SANFORD, FL (USATODAY.com) - In a murder case that has sharply divided national opinion, a Florida jury will soon decide whether George Zimmerman is a killer who "tracked" and murdered an innocent black teenager or a conscientious citizen who fired a fatal bullet while fighting for his life.
Those are the two sides of the question presented in two weeks of stirring testimony here. Prosecutors gave their closing arguments Thursday, and the defense will present its closing today.
The jury will then decide whether Zimmerman, 29, a neighborhood watch volunteer charged with killing Trayvon Martin, should be acquitted or convicted of second-degree murder or manslaughter.
The murder charge carries a potential life prison term, and the maximum penalty in Florida for manslaughter is 30 years.
State prosecutor Bernie de la Rionda told the jury that Trayvon was an innocent teenager who is now dead because Zimmerman wrongly assumed the teen was a criminal and murdered him. Prosecutors throughout the trial have portrayed Zimmerman as a lying wanna-be cop who followed Trayvon even after a police dispatcher told him via cellphone that pursuit was not necessary.
"A teenager is dead, and he's dead through no fault of his own," de la Rionda said to jurors. "He's dead because another man made an assumption."
In a dramatic, at times loud closing statement, de la Rionda outlined for jurors why they should find Zimmerman guilty. The prosecutor focused on several main theories of his case: Trayvon would be alive if Zimmerman hadn't profiled him, the unarmed teen was pursued by a man carrying a gun, and Zimmerman gave inconsistent statements to police and a reporter.
Zimmerman's defense team maintains that Trayvon, 17, was the aggressor and that Zimmerman shot him in self-defense during a struggle in which the teenager repeatedly bashed Zimmerman's head into a concrete sidewalk.
The case has gripped the nation since the shooting happened on Feb. 26, 2012. Police initially did not charge Zimmerman with a crime, citing Florida's "Stand Your Ground" law, which allows someone who believes he is in imminent danger to take whatever steps are necessary to protect himself.
Protests ensued in several cities, including New York, by supporters of Trayvon's family. Many protesters voiced the opinion that Trayvon was targeted and killed for racial reasons. Trayvon was black, and Zimmerman is Hispanic.

#### Records provided:
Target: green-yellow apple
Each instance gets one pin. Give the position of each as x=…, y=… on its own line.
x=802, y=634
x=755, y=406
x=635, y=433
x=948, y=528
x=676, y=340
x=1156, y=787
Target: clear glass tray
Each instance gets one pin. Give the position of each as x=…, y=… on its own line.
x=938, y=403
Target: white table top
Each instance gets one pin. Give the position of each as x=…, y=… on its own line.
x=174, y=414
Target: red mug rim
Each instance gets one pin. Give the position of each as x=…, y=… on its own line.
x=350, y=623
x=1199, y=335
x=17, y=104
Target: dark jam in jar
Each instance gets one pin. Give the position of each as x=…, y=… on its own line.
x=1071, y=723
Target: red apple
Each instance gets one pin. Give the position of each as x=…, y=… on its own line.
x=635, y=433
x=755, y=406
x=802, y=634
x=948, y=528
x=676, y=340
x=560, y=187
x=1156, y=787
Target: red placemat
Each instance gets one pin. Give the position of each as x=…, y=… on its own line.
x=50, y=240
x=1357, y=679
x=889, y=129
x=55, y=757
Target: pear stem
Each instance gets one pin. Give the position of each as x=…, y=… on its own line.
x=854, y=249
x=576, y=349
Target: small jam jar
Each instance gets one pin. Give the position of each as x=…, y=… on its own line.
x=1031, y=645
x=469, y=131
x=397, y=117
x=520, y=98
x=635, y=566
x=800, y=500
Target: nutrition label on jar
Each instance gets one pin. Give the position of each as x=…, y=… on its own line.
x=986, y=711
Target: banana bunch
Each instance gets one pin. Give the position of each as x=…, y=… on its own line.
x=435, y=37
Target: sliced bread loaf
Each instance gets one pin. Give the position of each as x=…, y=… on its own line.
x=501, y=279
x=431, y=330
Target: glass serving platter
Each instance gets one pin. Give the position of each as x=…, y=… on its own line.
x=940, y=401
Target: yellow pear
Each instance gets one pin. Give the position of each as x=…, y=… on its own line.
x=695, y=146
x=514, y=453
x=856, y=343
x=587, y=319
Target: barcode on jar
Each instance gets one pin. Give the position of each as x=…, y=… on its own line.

#### Exercise directions:
Answer these about the Zimmerman trial article:
1. What is the maximum penalty for manslaughter in Florida?
2. On what date did the shooting happen?
3. Which state prosecutor gave the closing argument for the prosecution?
The material was drawn from a separate source, unrelated to the Zimmerman trial article.

#### Exercise result:
1. 30 years.
2. Feb. 26, 2012.
3. Bernie de la Rionda.